# Problem details
From the records below, transcribe only the lines running from the one with "Target: paved street" through the one with "Need: a dot on every instance of the orange". Keep both of those end lines.

# Records for the exercise
··········

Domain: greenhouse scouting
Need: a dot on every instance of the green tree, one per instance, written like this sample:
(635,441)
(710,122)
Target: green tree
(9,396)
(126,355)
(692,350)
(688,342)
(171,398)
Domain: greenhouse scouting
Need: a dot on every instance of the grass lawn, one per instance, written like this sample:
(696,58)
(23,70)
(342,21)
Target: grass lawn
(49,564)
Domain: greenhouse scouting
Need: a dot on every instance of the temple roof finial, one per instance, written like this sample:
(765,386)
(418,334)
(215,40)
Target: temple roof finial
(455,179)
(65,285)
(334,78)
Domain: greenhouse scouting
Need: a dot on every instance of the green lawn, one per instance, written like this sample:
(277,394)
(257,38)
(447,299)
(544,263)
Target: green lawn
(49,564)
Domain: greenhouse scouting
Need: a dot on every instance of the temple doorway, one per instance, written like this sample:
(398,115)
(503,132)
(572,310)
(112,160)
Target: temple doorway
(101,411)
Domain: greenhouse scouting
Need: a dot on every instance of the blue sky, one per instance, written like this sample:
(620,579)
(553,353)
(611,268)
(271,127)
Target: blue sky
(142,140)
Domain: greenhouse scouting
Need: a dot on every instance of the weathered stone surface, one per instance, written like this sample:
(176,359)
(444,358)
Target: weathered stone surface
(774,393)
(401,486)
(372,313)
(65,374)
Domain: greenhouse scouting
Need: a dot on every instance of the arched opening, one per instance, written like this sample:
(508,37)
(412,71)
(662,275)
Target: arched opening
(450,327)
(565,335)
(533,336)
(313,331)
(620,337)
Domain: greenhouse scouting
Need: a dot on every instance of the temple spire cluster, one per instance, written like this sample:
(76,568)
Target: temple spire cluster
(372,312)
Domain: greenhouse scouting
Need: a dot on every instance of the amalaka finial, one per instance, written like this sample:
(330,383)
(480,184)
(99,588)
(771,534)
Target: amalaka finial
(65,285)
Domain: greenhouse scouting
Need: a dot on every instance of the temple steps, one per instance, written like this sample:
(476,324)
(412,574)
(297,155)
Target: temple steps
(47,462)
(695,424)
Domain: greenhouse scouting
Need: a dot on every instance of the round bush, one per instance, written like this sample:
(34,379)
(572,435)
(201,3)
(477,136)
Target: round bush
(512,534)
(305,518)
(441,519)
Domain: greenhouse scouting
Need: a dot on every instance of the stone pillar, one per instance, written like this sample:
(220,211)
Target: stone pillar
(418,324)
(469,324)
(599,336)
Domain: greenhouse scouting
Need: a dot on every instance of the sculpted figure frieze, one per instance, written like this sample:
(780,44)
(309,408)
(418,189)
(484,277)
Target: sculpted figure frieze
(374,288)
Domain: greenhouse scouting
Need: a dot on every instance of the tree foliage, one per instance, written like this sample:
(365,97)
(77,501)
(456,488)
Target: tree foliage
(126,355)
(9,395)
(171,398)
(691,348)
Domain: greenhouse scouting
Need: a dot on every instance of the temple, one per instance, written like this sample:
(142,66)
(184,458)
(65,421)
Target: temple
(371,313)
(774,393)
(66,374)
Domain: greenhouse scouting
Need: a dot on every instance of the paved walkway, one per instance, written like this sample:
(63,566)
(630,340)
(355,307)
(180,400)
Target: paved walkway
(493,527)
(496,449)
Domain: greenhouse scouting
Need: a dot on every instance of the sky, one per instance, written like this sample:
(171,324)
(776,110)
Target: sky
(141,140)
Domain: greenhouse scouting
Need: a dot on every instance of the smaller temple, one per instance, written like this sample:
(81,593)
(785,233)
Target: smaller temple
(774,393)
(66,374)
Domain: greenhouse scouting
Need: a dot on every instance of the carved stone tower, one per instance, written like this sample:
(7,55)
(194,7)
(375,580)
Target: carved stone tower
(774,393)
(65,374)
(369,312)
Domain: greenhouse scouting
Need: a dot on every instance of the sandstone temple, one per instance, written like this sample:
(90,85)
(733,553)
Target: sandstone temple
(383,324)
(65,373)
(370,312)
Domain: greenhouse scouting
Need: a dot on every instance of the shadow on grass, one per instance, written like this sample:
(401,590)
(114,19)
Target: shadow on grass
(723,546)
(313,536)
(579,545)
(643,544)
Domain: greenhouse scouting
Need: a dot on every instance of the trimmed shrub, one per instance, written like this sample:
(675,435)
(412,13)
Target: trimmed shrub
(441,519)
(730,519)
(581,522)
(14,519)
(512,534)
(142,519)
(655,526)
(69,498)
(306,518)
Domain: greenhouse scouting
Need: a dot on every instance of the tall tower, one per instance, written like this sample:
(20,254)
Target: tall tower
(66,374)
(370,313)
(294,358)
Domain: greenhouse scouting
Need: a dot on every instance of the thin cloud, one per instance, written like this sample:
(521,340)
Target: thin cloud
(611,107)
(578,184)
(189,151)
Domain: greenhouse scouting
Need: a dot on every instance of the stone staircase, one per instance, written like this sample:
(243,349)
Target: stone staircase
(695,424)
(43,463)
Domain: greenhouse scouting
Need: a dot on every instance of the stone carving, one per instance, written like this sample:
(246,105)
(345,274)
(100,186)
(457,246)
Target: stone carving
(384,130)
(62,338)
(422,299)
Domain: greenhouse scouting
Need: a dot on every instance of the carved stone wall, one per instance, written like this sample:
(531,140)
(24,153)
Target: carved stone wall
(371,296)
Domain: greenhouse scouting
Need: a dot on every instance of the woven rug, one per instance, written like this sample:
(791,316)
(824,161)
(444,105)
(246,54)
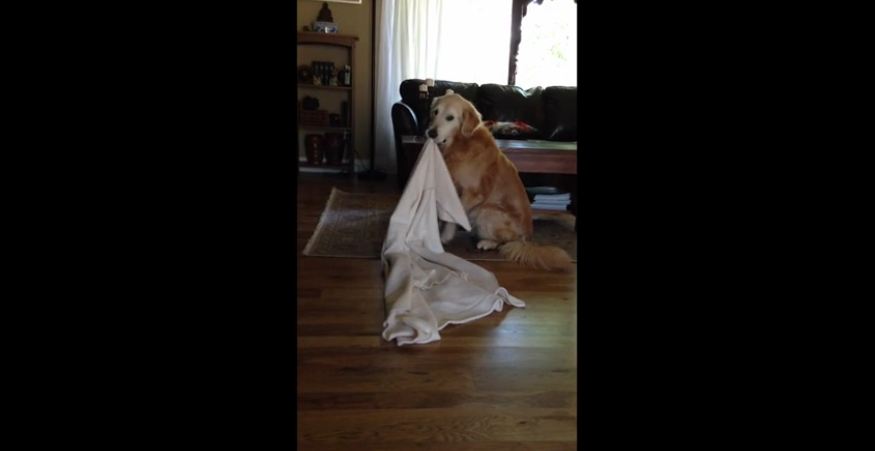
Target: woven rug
(353,225)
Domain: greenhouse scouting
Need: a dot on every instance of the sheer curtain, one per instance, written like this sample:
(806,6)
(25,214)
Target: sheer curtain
(455,40)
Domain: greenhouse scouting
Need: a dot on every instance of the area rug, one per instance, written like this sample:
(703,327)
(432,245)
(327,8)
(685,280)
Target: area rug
(354,225)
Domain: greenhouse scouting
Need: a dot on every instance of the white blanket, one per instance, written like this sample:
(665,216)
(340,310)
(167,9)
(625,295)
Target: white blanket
(427,288)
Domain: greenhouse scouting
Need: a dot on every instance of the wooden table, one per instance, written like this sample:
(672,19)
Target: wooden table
(529,156)
(535,156)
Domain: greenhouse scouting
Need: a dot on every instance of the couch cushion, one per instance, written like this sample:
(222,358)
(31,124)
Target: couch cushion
(504,103)
(560,113)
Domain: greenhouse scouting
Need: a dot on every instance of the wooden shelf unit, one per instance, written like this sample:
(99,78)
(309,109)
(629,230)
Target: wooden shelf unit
(347,42)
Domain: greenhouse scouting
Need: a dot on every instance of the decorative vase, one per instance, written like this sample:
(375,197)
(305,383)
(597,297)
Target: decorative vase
(334,148)
(314,146)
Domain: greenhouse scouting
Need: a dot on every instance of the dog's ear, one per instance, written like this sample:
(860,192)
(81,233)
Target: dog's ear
(470,120)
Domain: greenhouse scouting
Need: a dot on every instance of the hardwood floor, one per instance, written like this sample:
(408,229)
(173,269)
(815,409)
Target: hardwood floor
(505,382)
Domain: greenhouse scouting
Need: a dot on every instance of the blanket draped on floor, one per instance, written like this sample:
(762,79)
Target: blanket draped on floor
(427,288)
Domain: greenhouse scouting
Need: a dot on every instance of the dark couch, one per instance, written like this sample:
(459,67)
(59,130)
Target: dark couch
(552,111)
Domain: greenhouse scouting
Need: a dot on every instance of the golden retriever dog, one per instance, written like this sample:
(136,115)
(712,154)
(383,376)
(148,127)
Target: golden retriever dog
(488,184)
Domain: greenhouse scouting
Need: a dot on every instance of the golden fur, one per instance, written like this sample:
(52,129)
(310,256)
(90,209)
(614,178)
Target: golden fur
(488,184)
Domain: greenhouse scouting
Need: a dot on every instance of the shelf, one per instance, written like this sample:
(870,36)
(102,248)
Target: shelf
(343,40)
(329,88)
(304,164)
(317,127)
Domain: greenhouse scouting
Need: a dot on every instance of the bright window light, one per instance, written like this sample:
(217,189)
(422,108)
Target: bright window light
(548,46)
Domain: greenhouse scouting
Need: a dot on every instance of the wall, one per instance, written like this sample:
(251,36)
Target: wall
(351,19)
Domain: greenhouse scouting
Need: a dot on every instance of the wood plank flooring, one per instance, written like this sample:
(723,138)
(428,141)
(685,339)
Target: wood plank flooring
(504,382)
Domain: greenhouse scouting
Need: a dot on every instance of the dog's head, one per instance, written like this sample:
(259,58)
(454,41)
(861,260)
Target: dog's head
(451,114)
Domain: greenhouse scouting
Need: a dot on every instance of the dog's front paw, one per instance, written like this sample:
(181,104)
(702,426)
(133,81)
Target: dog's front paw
(485,245)
(448,232)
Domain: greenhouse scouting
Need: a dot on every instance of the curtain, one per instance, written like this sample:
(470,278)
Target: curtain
(454,40)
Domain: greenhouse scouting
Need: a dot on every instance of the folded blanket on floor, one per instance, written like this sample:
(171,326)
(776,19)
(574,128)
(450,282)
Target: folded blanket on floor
(427,288)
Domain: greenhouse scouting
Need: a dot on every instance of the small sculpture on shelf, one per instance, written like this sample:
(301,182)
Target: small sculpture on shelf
(333,80)
(325,14)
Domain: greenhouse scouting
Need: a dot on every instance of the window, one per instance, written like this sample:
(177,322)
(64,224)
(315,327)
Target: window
(546,54)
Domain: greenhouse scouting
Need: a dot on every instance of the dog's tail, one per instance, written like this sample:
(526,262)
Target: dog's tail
(534,255)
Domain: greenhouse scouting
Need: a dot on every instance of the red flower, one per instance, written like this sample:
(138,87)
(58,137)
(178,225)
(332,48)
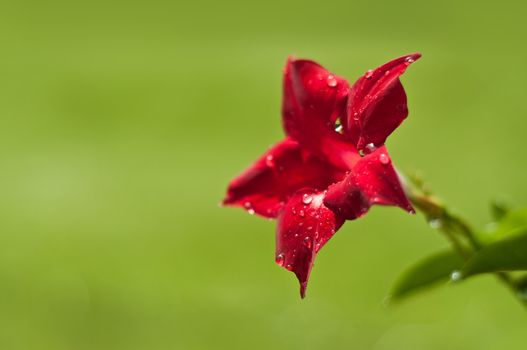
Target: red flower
(333,165)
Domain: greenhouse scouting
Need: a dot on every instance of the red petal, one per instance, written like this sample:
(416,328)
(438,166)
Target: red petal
(373,180)
(377,103)
(279,173)
(314,99)
(304,226)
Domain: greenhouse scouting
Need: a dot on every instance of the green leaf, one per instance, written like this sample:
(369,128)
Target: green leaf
(499,209)
(512,223)
(508,254)
(426,273)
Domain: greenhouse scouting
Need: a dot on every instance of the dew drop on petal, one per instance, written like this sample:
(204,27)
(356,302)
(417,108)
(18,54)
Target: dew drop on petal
(331,80)
(280,259)
(370,147)
(269,161)
(456,276)
(384,159)
(307,242)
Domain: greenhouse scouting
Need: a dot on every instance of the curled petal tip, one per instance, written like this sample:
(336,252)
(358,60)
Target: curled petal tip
(303,287)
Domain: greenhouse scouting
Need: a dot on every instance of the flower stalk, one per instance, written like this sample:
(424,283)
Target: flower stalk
(457,231)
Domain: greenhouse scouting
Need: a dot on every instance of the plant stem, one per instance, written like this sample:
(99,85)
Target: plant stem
(454,227)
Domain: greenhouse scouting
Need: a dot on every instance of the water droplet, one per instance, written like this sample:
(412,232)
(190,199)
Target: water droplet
(435,223)
(280,259)
(332,82)
(384,159)
(401,107)
(269,161)
(370,147)
(456,276)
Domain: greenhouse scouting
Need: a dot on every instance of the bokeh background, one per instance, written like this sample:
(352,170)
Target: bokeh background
(121,123)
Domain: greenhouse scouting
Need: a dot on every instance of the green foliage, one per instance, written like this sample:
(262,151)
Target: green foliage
(509,254)
(502,246)
(430,271)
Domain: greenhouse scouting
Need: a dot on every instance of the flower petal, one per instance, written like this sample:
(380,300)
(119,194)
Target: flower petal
(314,99)
(373,180)
(278,174)
(304,226)
(377,103)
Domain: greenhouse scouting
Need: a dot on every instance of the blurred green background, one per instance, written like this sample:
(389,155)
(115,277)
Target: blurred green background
(121,123)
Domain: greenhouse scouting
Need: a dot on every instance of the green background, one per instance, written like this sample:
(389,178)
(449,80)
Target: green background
(122,122)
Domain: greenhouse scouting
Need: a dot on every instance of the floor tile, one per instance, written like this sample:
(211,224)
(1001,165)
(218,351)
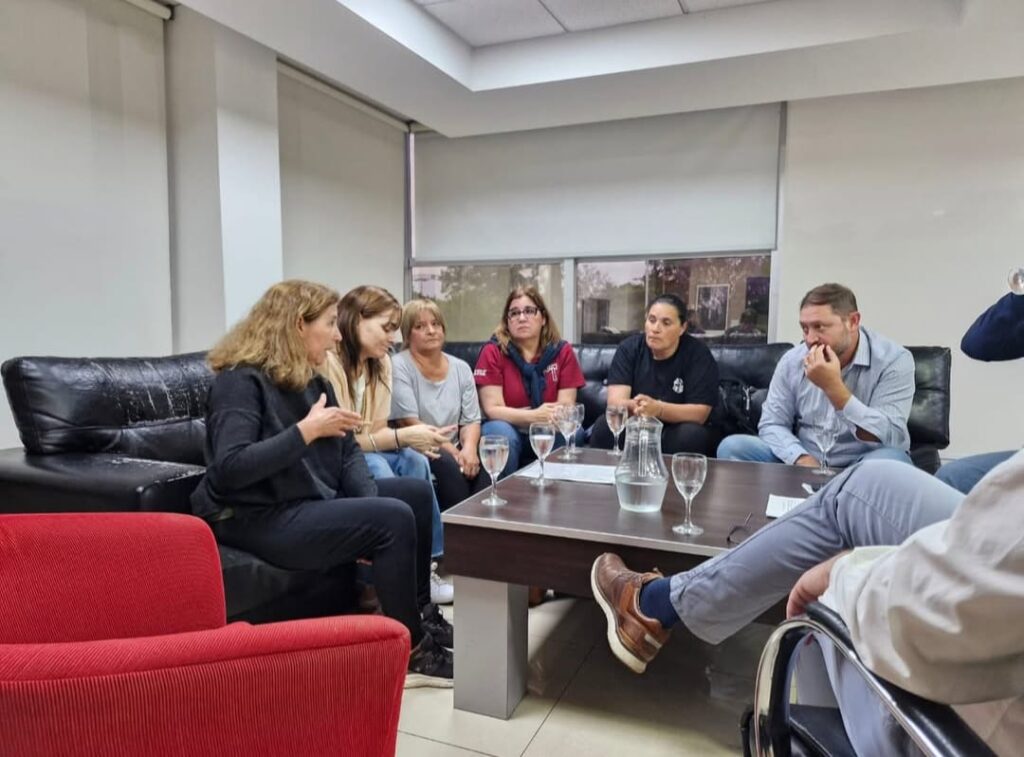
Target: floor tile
(429,713)
(567,620)
(414,746)
(608,710)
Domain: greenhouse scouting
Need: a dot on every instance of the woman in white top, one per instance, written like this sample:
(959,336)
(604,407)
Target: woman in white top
(360,375)
(432,387)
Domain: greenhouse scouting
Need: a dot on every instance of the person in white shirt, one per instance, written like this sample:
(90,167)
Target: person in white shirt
(930,583)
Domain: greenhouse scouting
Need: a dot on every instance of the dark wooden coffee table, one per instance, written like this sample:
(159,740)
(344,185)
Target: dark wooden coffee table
(551,537)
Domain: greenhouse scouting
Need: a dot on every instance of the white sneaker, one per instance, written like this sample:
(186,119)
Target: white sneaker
(441,591)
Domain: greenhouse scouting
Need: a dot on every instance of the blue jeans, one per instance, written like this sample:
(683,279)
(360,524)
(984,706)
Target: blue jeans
(869,504)
(409,462)
(752,449)
(520,452)
(964,473)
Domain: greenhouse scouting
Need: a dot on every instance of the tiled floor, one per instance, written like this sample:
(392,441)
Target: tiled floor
(582,701)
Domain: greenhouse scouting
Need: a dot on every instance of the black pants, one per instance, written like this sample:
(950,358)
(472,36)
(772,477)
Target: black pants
(675,437)
(453,487)
(392,530)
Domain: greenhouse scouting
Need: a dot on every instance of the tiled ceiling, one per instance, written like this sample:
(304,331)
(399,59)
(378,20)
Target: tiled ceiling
(482,23)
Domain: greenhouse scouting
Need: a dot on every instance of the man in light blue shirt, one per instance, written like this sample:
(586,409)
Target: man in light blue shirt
(841,368)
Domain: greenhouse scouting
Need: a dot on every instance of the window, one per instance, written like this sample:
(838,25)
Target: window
(471,296)
(726,296)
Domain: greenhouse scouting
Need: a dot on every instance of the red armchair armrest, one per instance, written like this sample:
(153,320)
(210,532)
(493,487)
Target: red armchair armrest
(74,577)
(329,686)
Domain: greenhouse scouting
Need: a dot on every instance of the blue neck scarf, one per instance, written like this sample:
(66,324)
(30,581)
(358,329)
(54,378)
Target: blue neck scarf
(532,373)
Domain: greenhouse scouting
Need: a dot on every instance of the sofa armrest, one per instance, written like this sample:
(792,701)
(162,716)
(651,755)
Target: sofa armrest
(325,686)
(93,481)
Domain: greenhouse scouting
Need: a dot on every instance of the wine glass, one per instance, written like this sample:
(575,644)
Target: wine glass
(579,413)
(615,416)
(824,435)
(566,421)
(494,455)
(688,471)
(542,438)
(1017,281)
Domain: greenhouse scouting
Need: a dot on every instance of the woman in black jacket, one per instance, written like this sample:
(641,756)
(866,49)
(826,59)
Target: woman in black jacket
(286,480)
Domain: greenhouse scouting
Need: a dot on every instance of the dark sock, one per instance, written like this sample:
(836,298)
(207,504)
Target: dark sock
(654,602)
(417,637)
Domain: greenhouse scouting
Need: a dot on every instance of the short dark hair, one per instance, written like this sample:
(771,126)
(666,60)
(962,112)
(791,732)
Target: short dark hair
(671,299)
(842,299)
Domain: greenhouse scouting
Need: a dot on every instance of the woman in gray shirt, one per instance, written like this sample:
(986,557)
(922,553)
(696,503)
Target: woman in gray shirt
(433,387)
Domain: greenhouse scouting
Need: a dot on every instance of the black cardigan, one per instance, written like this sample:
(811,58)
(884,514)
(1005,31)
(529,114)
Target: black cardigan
(256,458)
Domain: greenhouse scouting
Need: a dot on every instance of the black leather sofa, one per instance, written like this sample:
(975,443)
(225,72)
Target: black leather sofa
(127,434)
(115,434)
(751,367)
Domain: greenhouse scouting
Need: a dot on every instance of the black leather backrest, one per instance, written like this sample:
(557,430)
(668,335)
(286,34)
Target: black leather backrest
(929,421)
(754,365)
(468,351)
(147,408)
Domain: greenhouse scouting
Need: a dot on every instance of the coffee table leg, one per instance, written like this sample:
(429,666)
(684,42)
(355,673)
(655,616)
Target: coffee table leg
(489,646)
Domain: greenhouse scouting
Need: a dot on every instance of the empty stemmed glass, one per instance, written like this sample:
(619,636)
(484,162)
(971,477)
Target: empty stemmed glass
(542,438)
(688,471)
(494,456)
(1017,280)
(615,417)
(568,418)
(824,434)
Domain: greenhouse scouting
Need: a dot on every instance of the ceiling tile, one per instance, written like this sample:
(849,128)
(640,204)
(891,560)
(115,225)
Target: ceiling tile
(492,22)
(579,14)
(695,6)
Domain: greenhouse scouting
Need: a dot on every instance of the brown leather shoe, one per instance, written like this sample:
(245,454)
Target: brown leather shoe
(634,637)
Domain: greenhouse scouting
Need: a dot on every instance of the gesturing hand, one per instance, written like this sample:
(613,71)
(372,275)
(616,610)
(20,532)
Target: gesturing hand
(324,421)
(821,367)
(425,438)
(810,586)
(648,406)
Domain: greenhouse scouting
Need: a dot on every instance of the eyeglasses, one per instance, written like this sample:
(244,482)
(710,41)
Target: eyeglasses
(738,533)
(528,311)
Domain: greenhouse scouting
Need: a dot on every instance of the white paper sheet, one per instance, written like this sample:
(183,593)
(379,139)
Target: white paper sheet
(571,472)
(778,506)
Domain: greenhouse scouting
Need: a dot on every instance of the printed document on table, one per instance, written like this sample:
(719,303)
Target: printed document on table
(778,506)
(571,472)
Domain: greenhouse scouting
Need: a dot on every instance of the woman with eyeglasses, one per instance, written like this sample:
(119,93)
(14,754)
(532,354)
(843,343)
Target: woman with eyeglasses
(668,374)
(523,373)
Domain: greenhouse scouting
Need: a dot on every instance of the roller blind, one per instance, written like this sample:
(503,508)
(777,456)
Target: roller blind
(342,190)
(686,182)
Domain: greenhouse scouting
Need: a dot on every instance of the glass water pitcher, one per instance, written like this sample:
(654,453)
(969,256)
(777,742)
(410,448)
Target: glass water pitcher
(641,475)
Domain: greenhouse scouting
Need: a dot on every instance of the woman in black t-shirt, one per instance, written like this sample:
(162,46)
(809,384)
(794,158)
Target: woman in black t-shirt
(668,374)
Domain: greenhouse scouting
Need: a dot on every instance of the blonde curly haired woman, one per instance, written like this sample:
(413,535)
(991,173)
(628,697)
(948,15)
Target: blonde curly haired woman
(286,479)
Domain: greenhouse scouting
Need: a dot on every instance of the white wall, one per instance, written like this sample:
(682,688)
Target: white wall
(915,200)
(83,185)
(342,187)
(225,183)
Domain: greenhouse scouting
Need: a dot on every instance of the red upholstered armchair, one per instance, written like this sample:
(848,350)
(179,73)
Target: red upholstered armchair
(113,642)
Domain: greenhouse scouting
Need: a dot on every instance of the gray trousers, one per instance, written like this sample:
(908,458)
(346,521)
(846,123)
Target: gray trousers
(869,504)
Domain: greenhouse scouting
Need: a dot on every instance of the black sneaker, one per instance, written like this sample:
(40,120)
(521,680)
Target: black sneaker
(429,665)
(435,625)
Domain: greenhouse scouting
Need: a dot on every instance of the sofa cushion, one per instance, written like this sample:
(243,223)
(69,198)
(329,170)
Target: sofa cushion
(150,408)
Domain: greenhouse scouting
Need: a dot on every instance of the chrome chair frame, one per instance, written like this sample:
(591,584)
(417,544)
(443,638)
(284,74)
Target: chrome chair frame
(935,728)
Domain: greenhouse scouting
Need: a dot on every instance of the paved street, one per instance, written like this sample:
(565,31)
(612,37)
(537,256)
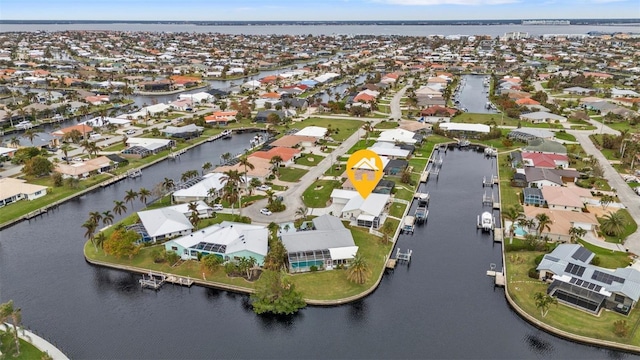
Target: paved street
(293,195)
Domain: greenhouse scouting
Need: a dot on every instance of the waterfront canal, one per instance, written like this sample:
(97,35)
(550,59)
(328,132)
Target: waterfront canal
(442,305)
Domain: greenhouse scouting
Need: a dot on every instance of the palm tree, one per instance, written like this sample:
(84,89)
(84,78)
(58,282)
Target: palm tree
(65,150)
(130,196)
(576,233)
(119,207)
(7,311)
(244,161)
(143,194)
(544,302)
(107,218)
(90,227)
(613,224)
(359,271)
(168,184)
(95,217)
(206,167)
(543,223)
(302,212)
(514,214)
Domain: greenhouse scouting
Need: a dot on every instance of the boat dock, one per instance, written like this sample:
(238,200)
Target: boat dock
(497,275)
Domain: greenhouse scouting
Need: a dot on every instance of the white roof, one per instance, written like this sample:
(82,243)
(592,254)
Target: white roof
(399,135)
(466,127)
(314,131)
(235,236)
(201,189)
(164,221)
(347,252)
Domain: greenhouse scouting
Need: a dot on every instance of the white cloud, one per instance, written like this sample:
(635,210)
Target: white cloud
(452,2)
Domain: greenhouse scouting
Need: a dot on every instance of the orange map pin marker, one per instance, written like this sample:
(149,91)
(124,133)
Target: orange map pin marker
(364,169)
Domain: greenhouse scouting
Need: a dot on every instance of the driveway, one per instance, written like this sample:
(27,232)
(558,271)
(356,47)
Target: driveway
(293,195)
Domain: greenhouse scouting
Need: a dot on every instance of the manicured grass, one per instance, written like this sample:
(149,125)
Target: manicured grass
(608,259)
(27,351)
(290,174)
(522,290)
(327,285)
(387,125)
(361,144)
(397,209)
(629,228)
(304,159)
(564,136)
(318,194)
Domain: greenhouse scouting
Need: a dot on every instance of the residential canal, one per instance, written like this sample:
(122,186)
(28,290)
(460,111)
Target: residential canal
(442,305)
(473,94)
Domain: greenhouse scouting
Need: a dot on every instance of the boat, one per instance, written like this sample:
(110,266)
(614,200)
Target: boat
(24,125)
(486,221)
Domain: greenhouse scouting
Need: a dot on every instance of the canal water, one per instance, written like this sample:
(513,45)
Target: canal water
(441,305)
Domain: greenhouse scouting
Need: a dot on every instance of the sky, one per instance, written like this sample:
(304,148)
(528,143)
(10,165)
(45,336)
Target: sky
(309,10)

··········

# Expected answer
Target: paved street
(293,195)
Domain: greenhouse scouting
Need: a dot on every instance of the waterfront canal, one per instance, written like this sample:
(97,35)
(550,59)
(328,132)
Target: waterfront canal
(442,305)
Domain: greenhouse scouting
Need: a dot on every instance of the palm tree, one per instance, written like this sample:
(84,89)
(84,78)
(58,282)
Target: palm tree
(65,150)
(130,196)
(576,233)
(119,207)
(7,311)
(244,161)
(143,194)
(544,302)
(107,218)
(90,227)
(613,224)
(359,271)
(168,184)
(95,217)
(206,167)
(543,223)
(302,212)
(514,214)
Domain: greenhouse scouting
Need: a dot on every instance of the boat dock, one per instance, written like this sample:
(238,200)
Target: boat dock
(497,275)
Domain: greenhouse scouting
Need: a dot on every instance of the white roof, one per instance, written like this sample:
(82,243)
(592,254)
Target: white roof
(399,135)
(466,127)
(314,131)
(235,236)
(201,189)
(164,221)
(347,252)
Domain: greenhouse scouting
Need: a dot on every instance of the white cloud, one per instance, written like this sample:
(635,210)
Target: white cloud
(452,2)
Domain: greenhouse scouting
Need: a dot on every instance of the orange map pin marker, one per instance, written like this sample:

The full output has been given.